#### [DIRECTIONS FOR THIS TASK]
How many lines in the rows below contain the word "green"? Give only the number.

══════

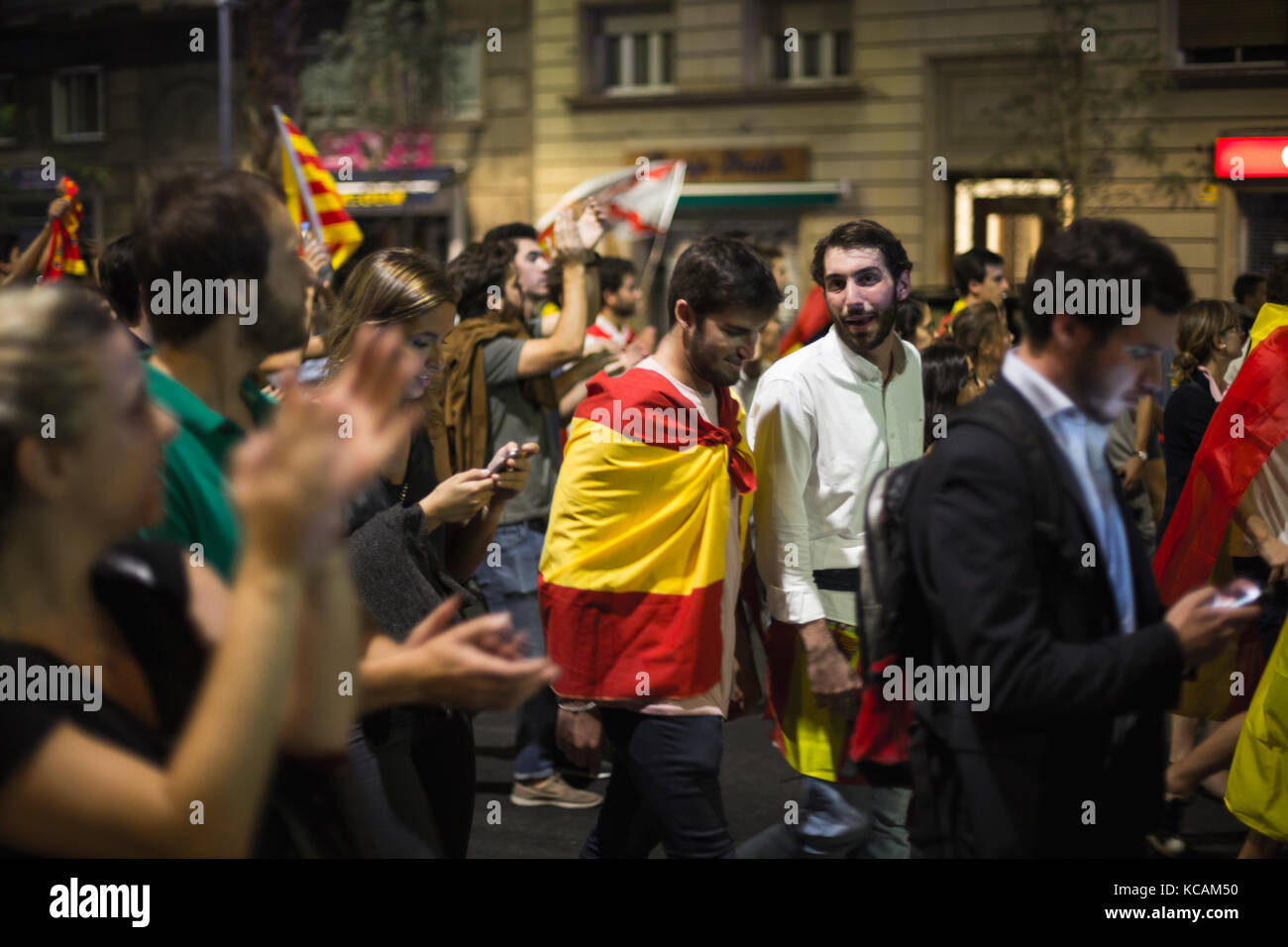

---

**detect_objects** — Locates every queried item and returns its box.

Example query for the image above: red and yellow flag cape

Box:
[1154,304,1288,720]
[1154,303,1288,604]
[537,368,756,699]
[40,177,86,282]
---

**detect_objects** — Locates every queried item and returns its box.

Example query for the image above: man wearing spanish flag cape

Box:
[1154,261,1288,856]
[540,237,782,858]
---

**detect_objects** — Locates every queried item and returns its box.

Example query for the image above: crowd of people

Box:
[0,171,1288,858]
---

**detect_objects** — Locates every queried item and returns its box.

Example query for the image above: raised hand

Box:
[577,197,604,250]
[231,326,419,562]
[402,595,559,710]
[554,207,587,265]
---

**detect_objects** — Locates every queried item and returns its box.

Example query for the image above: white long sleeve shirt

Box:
[747,327,924,625]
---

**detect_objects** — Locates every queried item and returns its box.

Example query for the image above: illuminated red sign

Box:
[1215,138,1288,180]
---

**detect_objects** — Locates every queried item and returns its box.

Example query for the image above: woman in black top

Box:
[329,249,555,858]
[1158,299,1244,537]
[0,286,409,857]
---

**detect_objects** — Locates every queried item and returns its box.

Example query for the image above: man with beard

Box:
[540,237,782,858]
[134,171,312,579]
[903,219,1257,858]
[739,220,923,858]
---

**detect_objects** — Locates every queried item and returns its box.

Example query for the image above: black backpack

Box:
[857,397,1060,685]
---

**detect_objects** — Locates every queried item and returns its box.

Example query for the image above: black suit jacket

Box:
[909,378,1182,857]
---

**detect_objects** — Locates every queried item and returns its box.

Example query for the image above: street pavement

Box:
[471,712,1244,858]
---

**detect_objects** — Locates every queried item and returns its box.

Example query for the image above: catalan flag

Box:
[273,107,362,269]
[40,177,85,282]
[537,368,756,699]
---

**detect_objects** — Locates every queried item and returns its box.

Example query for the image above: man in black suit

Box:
[907,219,1257,857]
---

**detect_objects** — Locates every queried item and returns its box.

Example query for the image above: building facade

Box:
[531,0,1288,320]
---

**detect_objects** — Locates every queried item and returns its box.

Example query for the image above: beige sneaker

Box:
[510,773,604,809]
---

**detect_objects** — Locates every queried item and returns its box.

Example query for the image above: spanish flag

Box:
[1154,303,1288,604]
[537,368,756,699]
[278,112,362,269]
[1154,304,1288,720]
[40,177,85,282]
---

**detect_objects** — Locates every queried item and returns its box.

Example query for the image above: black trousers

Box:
[362,706,474,858]
[581,707,734,858]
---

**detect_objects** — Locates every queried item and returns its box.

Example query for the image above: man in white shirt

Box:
[741,220,924,858]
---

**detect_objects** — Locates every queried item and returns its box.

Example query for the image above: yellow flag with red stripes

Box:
[282,113,362,269]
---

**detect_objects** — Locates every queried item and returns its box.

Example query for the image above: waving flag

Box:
[1154,303,1288,604]
[40,177,85,282]
[537,159,686,254]
[537,368,756,699]
[273,106,362,269]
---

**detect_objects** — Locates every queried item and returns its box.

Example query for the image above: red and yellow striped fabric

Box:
[537,368,756,699]
[40,176,86,282]
[282,115,362,269]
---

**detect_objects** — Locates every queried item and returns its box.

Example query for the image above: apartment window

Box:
[1176,0,1288,68]
[443,33,483,119]
[53,65,106,142]
[0,74,18,145]
[599,8,675,95]
[761,0,853,82]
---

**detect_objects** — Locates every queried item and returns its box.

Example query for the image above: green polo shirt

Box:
[143,359,277,579]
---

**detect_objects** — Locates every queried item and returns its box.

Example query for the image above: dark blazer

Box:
[1158,368,1216,541]
[909,377,1182,857]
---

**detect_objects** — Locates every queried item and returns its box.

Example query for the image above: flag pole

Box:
[273,106,335,288]
[640,161,688,333]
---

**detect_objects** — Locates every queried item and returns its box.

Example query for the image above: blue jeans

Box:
[738,776,912,858]
[474,523,559,780]
[581,707,733,858]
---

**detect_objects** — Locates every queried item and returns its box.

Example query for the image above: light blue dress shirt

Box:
[1002,352,1136,634]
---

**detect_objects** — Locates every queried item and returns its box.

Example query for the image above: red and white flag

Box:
[537,158,686,254]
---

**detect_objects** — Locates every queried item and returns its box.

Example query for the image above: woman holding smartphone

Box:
[0,286,411,857]
[327,249,555,858]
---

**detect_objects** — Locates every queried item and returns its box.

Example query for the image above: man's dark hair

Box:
[483,222,537,244]
[1234,273,1266,303]
[98,233,143,327]
[447,240,515,320]
[1266,257,1288,305]
[921,342,970,447]
[1020,218,1194,349]
[953,246,1004,296]
[134,170,283,346]
[666,236,783,326]
[894,295,924,346]
[599,257,635,305]
[808,220,912,286]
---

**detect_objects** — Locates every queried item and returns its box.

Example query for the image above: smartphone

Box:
[1210,583,1266,608]
[486,447,532,474]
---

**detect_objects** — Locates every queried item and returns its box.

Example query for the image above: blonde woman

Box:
[327,249,554,858]
[0,286,411,858]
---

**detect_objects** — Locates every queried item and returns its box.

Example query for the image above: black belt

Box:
[814,569,858,591]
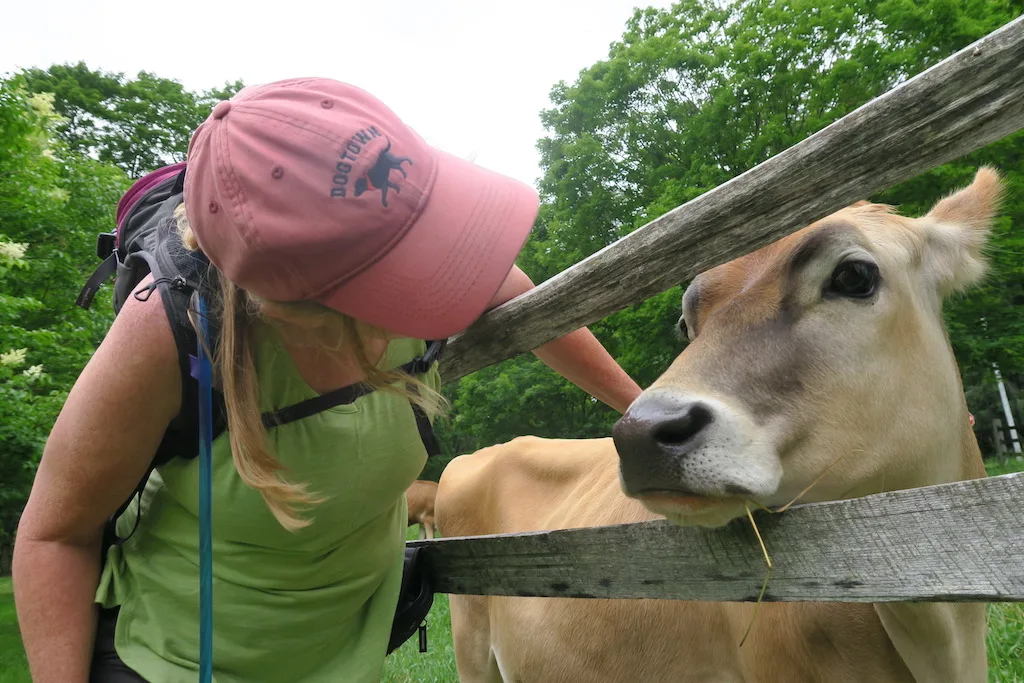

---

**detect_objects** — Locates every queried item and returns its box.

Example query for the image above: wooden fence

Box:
[411,16,1024,602]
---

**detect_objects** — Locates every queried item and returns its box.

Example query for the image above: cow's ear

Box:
[924,167,1004,296]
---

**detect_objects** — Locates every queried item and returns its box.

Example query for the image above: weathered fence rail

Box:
[410,473,1024,602]
[411,16,1024,602]
[441,16,1024,381]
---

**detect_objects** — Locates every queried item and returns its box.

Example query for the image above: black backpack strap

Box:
[262,339,447,457]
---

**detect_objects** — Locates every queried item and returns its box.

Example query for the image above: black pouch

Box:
[387,547,434,654]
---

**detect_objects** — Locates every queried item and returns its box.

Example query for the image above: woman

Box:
[14,79,640,683]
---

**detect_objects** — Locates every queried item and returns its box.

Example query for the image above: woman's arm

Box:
[13,278,181,683]
[487,266,642,413]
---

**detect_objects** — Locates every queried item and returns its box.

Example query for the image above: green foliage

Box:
[23,61,242,177]
[479,0,1024,464]
[0,69,241,573]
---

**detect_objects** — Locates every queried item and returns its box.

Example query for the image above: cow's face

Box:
[613,169,1000,526]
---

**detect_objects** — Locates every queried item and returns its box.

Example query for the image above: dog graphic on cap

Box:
[355,138,413,208]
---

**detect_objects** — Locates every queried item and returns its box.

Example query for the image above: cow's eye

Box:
[827,261,879,299]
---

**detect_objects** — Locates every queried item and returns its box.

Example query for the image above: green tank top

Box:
[96,331,440,683]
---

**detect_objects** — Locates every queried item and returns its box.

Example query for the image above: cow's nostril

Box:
[653,403,714,445]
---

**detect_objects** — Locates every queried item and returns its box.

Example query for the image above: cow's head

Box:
[613,169,1000,526]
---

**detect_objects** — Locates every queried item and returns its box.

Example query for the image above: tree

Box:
[440,0,1024,464]
[22,61,243,178]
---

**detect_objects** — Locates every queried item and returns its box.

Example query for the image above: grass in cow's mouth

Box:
[739,505,770,647]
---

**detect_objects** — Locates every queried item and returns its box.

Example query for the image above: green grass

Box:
[0,466,1024,683]
[0,578,32,683]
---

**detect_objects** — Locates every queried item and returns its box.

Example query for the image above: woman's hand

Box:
[487,265,642,413]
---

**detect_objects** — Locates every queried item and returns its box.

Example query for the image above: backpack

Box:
[75,162,436,654]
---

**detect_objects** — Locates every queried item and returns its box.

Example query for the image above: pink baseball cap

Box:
[184,78,540,339]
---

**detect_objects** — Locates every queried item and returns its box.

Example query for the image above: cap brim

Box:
[317,153,540,339]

══════

#### [IN RESPONSE]
4